Excerpted text

****************

The second-biggest for-profit hospital chain in the U.S. has agreed to pay $42.8 million to settle allegations it overcharged Medicare during the middle of the last decade. The Justice Department's deal with Tenet Healthcare is the latest salvo in regulators' assault against health care fraud.
Tenet, according to the government, inappropriately billed Medicare for more expensive services than patients needed. The 50-facility chain moved patients from ordinary hospitals into more costly facilities intended for those who need intensive follow-up treatment after undergoing hospital procedures, Reuters reported. The alleged overbilling took place from 2005 to 2007, the Justice Department says. Neither the Justice Department nor the company said how much Tenet may have overcharged Medicare.
It was Tenet who alerted federal authorities to the overbilling that led to its settlement, the company says in a press release. Tenet discovered in 2007 that the rehab unit of one of its Georgia hospitals was treating patients it shouldn't have been. "As odd as it might sound, it is something that Tenet is proud of," Tenet spokesman Rick Black told Modern Healthcare.
Health care fraud against government programs and private insurance companies costs Americans $60 billion every year, Attorney General Eric Holder has said. The administrations of presidents George W. Bush and Barack Obama stepped up enforcement of health care fraud over the past five years by coordinating the efforts of the Department of Justice and the Department of Health and Human Services.
The Obama administration recovered $4.1 billion for taxpayers last year, a 50 percent increase since 2009, the Associated Press reported in February.
The Obama administration has pledged to improve the government's ability to detect Medicare and Medicaid fraud as it happens instead of just working backwards to chase dollars already lost. The health care reform law enacted two years includes new anti-fraud tools the administration says helped nab Texas physician Jacques Roy and his cohorts, who are alleged to have bilked Medicare and Medicaid of $275 million.

****************

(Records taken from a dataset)

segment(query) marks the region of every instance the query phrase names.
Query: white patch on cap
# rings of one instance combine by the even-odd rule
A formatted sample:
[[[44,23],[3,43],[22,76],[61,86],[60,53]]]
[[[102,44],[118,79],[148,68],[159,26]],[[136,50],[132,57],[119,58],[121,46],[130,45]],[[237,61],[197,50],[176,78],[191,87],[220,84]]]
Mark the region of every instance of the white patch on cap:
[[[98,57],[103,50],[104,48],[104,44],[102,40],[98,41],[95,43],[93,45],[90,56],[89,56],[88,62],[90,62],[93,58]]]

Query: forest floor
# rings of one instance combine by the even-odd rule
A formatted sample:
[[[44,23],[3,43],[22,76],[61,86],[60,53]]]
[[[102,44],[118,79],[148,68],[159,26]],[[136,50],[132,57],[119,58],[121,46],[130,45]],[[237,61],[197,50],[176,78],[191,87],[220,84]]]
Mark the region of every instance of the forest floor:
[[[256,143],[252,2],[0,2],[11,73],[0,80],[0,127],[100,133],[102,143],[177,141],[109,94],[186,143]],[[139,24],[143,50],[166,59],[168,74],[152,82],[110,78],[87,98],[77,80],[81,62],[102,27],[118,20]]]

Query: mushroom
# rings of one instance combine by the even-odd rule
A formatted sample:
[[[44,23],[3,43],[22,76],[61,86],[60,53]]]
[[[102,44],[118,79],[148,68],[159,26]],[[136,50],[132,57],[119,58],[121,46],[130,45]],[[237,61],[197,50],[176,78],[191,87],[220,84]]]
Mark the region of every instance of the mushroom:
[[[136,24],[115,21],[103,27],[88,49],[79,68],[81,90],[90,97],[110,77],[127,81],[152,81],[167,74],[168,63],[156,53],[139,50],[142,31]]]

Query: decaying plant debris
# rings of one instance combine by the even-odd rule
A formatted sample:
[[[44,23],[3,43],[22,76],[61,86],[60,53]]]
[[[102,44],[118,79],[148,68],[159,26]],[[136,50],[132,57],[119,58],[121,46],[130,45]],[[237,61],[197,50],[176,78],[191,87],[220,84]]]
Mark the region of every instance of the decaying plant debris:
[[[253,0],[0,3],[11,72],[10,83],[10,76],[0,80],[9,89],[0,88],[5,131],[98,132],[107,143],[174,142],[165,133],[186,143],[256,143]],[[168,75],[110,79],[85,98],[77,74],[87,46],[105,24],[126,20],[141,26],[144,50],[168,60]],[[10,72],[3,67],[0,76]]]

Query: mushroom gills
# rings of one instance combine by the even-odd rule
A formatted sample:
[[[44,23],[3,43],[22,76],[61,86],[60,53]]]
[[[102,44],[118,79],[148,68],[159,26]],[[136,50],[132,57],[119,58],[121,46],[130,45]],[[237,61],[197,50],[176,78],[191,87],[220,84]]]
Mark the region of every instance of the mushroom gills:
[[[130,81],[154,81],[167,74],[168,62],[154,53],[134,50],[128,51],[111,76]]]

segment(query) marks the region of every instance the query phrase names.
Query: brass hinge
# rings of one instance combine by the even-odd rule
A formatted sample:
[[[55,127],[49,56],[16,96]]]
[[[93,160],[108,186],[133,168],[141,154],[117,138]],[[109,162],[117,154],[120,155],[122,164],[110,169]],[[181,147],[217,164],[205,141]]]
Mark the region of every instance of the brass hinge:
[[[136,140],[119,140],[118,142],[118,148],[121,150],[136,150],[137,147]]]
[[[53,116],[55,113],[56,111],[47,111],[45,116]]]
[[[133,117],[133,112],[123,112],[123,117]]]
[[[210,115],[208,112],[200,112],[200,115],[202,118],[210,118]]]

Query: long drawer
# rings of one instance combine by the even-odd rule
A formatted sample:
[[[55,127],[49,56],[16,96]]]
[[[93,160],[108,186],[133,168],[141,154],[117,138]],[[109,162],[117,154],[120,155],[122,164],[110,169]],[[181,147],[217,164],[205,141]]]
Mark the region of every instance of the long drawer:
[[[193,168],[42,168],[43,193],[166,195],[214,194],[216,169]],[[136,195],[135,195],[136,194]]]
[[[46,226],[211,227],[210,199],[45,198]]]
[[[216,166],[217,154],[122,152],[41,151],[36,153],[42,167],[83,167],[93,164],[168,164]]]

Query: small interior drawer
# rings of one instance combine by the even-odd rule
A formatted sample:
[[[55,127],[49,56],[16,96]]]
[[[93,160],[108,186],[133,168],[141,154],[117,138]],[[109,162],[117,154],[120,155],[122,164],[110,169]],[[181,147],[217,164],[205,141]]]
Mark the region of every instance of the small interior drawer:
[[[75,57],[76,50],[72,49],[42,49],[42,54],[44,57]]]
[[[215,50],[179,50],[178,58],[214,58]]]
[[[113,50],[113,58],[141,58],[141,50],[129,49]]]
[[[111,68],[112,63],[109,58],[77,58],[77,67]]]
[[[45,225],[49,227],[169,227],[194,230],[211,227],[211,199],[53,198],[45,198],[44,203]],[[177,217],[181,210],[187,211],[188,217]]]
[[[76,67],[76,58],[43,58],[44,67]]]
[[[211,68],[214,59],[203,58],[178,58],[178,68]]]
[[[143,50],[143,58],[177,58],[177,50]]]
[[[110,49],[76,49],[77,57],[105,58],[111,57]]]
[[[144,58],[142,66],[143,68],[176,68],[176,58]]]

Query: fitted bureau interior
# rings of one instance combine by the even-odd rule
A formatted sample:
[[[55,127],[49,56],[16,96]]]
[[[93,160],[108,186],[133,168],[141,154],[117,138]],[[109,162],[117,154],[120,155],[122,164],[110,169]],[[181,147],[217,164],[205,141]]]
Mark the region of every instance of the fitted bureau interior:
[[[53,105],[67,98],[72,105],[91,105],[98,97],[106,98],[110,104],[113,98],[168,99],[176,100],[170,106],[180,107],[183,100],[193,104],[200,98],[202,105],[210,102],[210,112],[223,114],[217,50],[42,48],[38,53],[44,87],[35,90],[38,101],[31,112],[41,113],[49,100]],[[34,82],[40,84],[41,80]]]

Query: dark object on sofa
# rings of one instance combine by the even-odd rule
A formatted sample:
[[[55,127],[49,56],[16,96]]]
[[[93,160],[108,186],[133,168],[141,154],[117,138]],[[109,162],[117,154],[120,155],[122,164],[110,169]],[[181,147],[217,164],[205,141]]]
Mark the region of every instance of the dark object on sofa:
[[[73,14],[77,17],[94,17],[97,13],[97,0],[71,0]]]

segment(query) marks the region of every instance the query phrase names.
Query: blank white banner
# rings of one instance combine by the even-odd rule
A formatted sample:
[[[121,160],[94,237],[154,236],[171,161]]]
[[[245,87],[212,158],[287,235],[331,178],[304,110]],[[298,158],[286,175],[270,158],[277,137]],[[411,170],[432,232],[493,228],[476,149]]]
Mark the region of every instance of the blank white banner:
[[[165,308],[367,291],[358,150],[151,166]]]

****************

Using the article about Tenet's Medicare settlement, answer each item on its own line:
(a) How much did Tenet Healthcare agree to pay to settle the allegations?
(b) In what year did Tenet discover that the rehab unit of one of its Georgia hospitals was treating patients it shouldn't have been?
(c) How much did the Obama administration recover for taxpayers last year?
The records have no connection to the article about Tenet's Medicare settlement.

Completed task
(a) $42.8 million
(b) 2007
(c) $4.1 billion